## Exercise task
Copy word for word the lines of the material below, beginning with the line that contains "else: point(337, 177)." and continuing through the line that contains "point(356, 216)", with both of those lines included.

## Entries drawn from a collection
* * *

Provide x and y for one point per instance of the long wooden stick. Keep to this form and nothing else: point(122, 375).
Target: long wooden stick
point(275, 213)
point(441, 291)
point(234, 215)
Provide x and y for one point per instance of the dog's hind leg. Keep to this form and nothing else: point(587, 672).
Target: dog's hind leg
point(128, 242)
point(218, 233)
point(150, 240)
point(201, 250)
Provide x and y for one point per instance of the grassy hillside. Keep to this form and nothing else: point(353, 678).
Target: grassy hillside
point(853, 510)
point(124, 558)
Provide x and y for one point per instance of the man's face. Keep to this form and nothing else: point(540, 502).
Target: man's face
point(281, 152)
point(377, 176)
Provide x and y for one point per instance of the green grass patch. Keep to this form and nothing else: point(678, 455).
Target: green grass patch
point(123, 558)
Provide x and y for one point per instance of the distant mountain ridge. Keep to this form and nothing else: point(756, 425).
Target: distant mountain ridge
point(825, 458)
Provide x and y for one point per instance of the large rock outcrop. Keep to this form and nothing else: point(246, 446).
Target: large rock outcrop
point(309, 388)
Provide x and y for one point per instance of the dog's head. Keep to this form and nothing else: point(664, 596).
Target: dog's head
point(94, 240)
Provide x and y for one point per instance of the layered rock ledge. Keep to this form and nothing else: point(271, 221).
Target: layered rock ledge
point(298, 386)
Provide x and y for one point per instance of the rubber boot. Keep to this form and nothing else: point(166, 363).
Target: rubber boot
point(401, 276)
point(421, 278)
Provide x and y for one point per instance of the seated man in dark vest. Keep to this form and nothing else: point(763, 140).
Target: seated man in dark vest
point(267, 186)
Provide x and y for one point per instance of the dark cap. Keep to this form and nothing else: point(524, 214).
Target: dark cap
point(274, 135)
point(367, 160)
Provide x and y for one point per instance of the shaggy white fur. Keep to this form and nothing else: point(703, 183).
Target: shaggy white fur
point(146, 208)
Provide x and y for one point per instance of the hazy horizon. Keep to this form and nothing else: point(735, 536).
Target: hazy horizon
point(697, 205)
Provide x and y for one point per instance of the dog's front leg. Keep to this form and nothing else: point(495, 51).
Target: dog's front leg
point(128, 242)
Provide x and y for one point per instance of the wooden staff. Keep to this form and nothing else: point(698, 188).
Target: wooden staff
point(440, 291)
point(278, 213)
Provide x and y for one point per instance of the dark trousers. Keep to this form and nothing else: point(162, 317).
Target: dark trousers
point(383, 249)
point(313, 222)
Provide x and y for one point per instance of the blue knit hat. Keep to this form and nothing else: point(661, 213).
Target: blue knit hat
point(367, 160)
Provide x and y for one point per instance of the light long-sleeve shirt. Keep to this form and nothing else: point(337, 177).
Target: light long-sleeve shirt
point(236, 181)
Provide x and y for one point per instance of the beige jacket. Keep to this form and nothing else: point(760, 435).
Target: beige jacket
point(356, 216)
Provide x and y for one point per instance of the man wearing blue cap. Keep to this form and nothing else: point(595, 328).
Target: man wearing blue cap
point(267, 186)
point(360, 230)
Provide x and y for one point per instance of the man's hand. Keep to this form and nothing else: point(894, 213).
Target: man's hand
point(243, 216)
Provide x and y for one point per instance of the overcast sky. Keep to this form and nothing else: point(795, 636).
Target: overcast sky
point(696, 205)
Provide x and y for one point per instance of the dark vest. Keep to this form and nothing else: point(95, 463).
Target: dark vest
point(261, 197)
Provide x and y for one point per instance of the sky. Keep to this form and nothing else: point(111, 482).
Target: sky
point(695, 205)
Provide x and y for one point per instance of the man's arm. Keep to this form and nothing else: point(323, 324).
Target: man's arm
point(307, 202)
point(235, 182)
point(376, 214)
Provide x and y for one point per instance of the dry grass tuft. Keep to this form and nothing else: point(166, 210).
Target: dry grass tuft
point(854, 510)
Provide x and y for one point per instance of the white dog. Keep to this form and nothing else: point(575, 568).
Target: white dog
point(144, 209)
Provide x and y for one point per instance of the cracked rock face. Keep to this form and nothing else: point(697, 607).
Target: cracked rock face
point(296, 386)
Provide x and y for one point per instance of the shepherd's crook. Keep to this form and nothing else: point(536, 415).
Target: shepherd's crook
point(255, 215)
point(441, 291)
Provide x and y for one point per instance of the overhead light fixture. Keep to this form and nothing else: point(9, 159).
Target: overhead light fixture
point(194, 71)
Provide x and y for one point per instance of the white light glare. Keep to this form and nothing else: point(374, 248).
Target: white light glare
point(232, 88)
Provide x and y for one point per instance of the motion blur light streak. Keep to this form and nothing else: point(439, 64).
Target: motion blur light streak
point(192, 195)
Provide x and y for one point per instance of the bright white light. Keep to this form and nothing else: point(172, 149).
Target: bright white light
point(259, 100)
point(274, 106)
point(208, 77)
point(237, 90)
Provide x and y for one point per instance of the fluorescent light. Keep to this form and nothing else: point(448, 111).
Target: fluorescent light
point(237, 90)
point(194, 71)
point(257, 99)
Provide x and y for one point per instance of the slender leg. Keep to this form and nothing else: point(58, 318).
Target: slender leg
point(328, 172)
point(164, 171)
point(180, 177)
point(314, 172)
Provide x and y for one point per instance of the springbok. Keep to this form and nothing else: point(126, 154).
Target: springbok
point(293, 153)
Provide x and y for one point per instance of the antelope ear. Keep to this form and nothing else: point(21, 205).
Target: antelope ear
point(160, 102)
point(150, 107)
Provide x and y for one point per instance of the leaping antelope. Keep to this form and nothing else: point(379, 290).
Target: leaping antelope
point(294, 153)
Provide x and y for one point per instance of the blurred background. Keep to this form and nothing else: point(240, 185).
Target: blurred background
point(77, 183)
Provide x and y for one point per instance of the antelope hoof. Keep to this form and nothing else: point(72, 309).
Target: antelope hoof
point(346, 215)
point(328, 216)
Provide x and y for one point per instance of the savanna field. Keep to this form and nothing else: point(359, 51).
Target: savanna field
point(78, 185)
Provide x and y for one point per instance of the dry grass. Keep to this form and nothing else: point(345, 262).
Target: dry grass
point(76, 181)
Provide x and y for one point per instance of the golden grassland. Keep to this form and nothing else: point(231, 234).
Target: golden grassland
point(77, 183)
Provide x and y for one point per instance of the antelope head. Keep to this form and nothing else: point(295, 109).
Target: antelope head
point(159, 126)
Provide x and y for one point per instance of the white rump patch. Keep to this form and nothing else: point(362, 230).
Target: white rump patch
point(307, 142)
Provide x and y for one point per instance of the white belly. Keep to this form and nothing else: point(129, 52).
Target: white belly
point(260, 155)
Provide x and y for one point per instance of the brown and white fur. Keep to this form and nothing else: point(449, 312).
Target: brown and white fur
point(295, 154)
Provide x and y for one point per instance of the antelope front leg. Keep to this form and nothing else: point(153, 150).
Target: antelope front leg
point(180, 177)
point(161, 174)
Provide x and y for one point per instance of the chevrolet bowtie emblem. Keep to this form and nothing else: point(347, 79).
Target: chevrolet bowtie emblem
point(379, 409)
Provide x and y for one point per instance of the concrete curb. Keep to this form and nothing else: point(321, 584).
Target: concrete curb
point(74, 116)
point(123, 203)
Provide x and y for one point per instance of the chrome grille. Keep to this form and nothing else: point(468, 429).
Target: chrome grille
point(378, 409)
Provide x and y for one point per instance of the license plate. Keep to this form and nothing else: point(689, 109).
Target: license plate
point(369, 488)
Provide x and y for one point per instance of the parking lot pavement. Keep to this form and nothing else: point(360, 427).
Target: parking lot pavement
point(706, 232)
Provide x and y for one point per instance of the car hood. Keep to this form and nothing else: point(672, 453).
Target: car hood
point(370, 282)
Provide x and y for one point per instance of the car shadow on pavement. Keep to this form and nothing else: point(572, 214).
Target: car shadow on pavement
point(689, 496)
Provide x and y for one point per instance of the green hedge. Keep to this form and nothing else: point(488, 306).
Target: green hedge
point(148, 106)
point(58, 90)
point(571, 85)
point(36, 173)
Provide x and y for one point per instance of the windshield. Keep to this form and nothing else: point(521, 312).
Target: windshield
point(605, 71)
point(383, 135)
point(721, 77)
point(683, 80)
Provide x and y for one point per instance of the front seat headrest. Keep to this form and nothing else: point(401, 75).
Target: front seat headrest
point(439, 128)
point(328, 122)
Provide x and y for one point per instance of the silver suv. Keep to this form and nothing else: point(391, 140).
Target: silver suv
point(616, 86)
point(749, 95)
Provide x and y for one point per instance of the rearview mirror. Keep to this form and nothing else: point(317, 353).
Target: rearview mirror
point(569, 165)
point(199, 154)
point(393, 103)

* * *

## Full response
Provide x and y for one point per instance of the light long-sleeve shirt. Keep to this form and nothing else: point(337, 177).
Target: light long-sleeve shirt
point(236, 181)
Provide x and y for one point per instance of the beige jacket. Keep to this form and nothing else: point(760, 435).
Target: beige jacket
point(356, 216)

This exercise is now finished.